--- GIVEN DATA ---
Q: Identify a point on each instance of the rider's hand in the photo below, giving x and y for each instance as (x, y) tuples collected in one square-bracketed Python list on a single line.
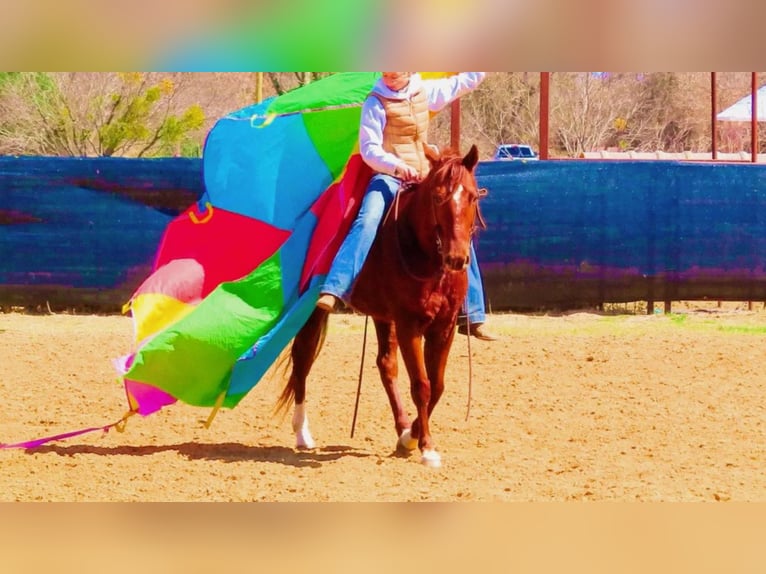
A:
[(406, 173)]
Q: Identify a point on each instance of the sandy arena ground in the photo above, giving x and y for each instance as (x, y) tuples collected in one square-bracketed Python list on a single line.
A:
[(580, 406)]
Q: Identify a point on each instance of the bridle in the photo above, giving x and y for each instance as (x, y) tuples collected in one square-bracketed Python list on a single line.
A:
---
**PROBLEM REQUIREMENTS:** Rewrite the listing above, changing every "photo" to "image" and leaving everything else as it is. Omit the pictures from your version.

**TASK OUTPUT:**
Q: Identify a point on each instance of the rider's hand in the image below, giving x and y for each instance as (x, y) tuples collected in one square-bracketed Python list on a single line.
A:
[(406, 173)]
Q: Identify a point on each instance of the sandy arena ground in the image above, giving x and y for each instance as (x, y) tuples collected in one square-bracketed Python list on a single line.
A:
[(580, 406)]
Q: Identify a point on each instance of the bridle in the image above, giving x and y for each instance as (x, y) tuples collected in one square-bracketed Python list on a single line.
A:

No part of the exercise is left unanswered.